* The task:
Print the records below exactly as they appear.

* Data to use:

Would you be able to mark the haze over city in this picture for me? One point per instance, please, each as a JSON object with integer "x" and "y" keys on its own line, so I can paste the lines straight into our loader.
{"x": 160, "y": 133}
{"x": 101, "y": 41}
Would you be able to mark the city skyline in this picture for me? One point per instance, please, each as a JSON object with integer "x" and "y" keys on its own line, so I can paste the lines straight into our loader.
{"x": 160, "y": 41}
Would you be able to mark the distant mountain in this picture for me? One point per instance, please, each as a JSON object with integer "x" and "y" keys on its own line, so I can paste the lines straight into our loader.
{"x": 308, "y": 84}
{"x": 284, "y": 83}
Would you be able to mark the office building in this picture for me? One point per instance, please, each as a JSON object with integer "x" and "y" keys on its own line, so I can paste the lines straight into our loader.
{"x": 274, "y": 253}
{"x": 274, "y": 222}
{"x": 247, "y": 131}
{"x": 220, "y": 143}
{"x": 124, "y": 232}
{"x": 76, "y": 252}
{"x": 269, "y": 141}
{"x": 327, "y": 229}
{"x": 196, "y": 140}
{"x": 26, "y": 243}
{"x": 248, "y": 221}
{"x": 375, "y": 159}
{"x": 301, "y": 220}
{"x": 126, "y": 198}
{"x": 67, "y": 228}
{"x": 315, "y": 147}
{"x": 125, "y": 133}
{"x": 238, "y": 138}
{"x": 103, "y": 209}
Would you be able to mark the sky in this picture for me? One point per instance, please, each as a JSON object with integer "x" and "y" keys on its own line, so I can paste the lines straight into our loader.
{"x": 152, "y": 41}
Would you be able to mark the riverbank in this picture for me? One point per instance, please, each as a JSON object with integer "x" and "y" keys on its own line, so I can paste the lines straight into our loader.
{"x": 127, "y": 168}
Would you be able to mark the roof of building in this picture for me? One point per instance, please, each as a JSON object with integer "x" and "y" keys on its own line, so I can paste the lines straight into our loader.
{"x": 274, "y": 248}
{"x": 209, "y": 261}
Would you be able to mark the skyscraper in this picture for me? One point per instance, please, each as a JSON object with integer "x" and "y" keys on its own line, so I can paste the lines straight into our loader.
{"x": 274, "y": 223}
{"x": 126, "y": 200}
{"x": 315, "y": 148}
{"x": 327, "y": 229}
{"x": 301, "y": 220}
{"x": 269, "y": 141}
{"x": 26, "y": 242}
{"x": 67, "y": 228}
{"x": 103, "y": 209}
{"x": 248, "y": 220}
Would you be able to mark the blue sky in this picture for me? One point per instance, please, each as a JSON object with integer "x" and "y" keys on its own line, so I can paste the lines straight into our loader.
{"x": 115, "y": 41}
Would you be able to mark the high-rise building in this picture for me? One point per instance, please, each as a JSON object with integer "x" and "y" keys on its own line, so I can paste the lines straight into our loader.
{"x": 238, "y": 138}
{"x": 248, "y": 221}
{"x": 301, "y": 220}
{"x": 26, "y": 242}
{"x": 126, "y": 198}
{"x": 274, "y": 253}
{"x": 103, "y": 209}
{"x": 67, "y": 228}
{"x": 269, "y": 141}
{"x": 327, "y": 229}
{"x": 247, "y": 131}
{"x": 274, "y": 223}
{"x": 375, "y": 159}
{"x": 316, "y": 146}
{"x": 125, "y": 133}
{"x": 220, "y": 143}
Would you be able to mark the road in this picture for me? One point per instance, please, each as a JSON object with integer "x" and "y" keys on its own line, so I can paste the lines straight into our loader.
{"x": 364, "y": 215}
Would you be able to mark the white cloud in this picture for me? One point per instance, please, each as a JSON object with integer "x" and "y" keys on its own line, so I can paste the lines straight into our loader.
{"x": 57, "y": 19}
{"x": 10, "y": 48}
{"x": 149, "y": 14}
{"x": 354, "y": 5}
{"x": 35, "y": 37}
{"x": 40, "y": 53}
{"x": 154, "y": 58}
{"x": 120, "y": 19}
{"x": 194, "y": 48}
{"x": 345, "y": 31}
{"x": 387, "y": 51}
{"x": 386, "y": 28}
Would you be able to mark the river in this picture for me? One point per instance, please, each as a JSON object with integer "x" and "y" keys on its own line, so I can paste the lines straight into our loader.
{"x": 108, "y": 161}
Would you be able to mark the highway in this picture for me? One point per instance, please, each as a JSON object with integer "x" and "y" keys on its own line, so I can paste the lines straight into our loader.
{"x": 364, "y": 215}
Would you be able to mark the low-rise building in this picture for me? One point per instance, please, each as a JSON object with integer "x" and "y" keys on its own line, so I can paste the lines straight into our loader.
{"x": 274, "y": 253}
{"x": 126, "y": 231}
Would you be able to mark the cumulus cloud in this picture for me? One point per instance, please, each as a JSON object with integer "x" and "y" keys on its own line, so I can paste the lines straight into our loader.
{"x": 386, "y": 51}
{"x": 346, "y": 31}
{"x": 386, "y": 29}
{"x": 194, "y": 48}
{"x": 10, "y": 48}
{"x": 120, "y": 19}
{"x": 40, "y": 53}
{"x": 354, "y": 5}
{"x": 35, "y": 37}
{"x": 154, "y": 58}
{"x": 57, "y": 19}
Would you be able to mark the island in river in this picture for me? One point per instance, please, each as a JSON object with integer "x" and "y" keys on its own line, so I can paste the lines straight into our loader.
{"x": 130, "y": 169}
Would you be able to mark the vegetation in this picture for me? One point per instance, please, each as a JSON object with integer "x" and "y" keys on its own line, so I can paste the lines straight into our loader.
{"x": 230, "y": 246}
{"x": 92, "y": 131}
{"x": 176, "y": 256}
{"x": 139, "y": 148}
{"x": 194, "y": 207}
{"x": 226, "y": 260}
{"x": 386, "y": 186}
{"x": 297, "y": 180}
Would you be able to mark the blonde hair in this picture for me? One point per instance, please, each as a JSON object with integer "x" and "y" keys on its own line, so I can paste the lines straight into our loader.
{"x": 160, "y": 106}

* Response for this exercise:
Would you be able to mark the haze over city in this picture for me? One point per instance, please, each as a JSON object with integer "x" and "y" keys on its own line, so I can paste the lines straight into our loader.
{"x": 160, "y": 133}
{"x": 101, "y": 41}
Would you be able to mark the city skyline in this picture for me? One point per instance, please, each as a JSON object with integer "x" and "y" keys on its own line, so I can paste the lines straight into our loader.
{"x": 160, "y": 41}
Would you be able to mark the distant mountain in this picture for me? One point per instance, please, each as a JSON object with integer "x" and "y" keys on its own line, so I can paste the lines straight into our loader.
{"x": 308, "y": 84}
{"x": 284, "y": 83}
Would you be able to mark the office building in this picture for me? One point per instance, please, each as a JSON object with integer "x" and "y" keys on its own line, so I can paste the lines straight into our loader.
{"x": 274, "y": 253}
{"x": 274, "y": 222}
{"x": 247, "y": 131}
{"x": 220, "y": 143}
{"x": 124, "y": 232}
{"x": 76, "y": 252}
{"x": 269, "y": 141}
{"x": 327, "y": 229}
{"x": 196, "y": 140}
{"x": 26, "y": 243}
{"x": 248, "y": 221}
{"x": 375, "y": 159}
{"x": 301, "y": 220}
{"x": 126, "y": 198}
{"x": 67, "y": 228}
{"x": 315, "y": 147}
{"x": 125, "y": 133}
{"x": 238, "y": 138}
{"x": 103, "y": 209}
Would you be able to mark the sky in this picture for me? One point per instance, please, each as a JSON object with integer "x" and "y" keys on its own line, so I can paste the lines straight into our loader.
{"x": 152, "y": 41}
Would you be able to mark the riverbank in this picture for me? One point per instance, please, each as a JSON object with integer "x" and "y" keys on its own line, so I can paste the lines straight into our loader.
{"x": 127, "y": 168}
Would you be able to mark the roof of building in this picture for me? One point per instance, please, each as a JSON object with integer "x" and "y" keys on its own line, so I can paste the lines straight into our loader.
{"x": 274, "y": 248}
{"x": 209, "y": 261}
Would you be able to mark the skyscraper in this picture for me? One point per instance, please, each as a JSON object with integer "x" and "y" keys on its own line, so I can paste the lines straight into our loader.
{"x": 274, "y": 223}
{"x": 126, "y": 200}
{"x": 315, "y": 148}
{"x": 327, "y": 229}
{"x": 301, "y": 220}
{"x": 269, "y": 141}
{"x": 26, "y": 242}
{"x": 67, "y": 228}
{"x": 103, "y": 209}
{"x": 248, "y": 220}
Would you be able to mark the blue sky in this picture for me? One point per instance, please, each as a JSON object with integer "x" and "y" keys on its own line, so I can paste the lines straight into our loader.
{"x": 115, "y": 41}
Would you be able to mark the high-rise building in this picture for me? One point per instance, please, each as a JSON object with integer "x" and "y" keys on its own line, so I can paste the lines straight into our loader.
{"x": 238, "y": 138}
{"x": 248, "y": 221}
{"x": 301, "y": 220}
{"x": 26, "y": 242}
{"x": 126, "y": 198}
{"x": 274, "y": 253}
{"x": 103, "y": 209}
{"x": 67, "y": 228}
{"x": 269, "y": 141}
{"x": 327, "y": 229}
{"x": 247, "y": 131}
{"x": 274, "y": 223}
{"x": 375, "y": 159}
{"x": 316, "y": 146}
{"x": 125, "y": 133}
{"x": 220, "y": 143}
Would you be able to mark the road in this picture for me? One point per instance, please, each as a JSON object with integer "x" and "y" keys on its own line, so I can paste the lines straight into our loader.
{"x": 364, "y": 215}
Would you be able to mark the white cloud in this picture for me? One point per instance, please, each as a JSON object with integer "x" and "y" keys on its own line, so I can paste the lines straight into our loader.
{"x": 57, "y": 19}
{"x": 10, "y": 48}
{"x": 149, "y": 14}
{"x": 354, "y": 5}
{"x": 35, "y": 37}
{"x": 40, "y": 53}
{"x": 154, "y": 58}
{"x": 120, "y": 19}
{"x": 194, "y": 48}
{"x": 345, "y": 31}
{"x": 387, "y": 51}
{"x": 386, "y": 28}
Would you be able to mark the river in this picture for me? One point per instance, please, each as a JSON object with integer "x" and "y" keys on its own line, so I can paste the lines straight into our loader.
{"x": 108, "y": 161}
Would you be able to mark the highway in this picture for me? One point per instance, please, each as a JSON object with integer "x" and "y" keys on its own line, so I can paste the lines straight into our loader.
{"x": 364, "y": 215}
Would you be able to mark the low-rise building in this picture for me? One point per instance, please, each as a JSON object with integer "x" and "y" keys on its own line, so I can paste the lines straight into our loader.
{"x": 274, "y": 253}
{"x": 126, "y": 231}
Would you be able to mark the cumulus cloud in this picture for me? One point per instance, please, each as a JSON object with integer "x" and "y" keys on its own line, so I can paste the lines straight into our loader.
{"x": 386, "y": 51}
{"x": 346, "y": 31}
{"x": 386, "y": 29}
{"x": 194, "y": 48}
{"x": 10, "y": 48}
{"x": 120, "y": 19}
{"x": 40, "y": 53}
{"x": 354, "y": 5}
{"x": 35, "y": 37}
{"x": 154, "y": 58}
{"x": 57, "y": 19}
Would you be able to mark the island in river in this picture for me? One point per instance, please, each as a JSON object with integer "x" and "y" keys on its own line, so I can paste the lines straight into our loader.
{"x": 130, "y": 169}
Would you be able to mark the vegetation in this picture for me? One point per instance, please, each as a JSON object with integer "x" and "y" keys on its own line, so I can paste the lines straight into our loader.
{"x": 230, "y": 246}
{"x": 92, "y": 131}
{"x": 176, "y": 256}
{"x": 139, "y": 148}
{"x": 194, "y": 207}
{"x": 226, "y": 260}
{"x": 386, "y": 186}
{"x": 297, "y": 180}
Would you be able to mark the blonde hair in this picture for me? One point per instance, please, each as a JSON object with integer "x" and "y" keys on its own line, so I can paste the lines straight into our loader.
{"x": 160, "y": 106}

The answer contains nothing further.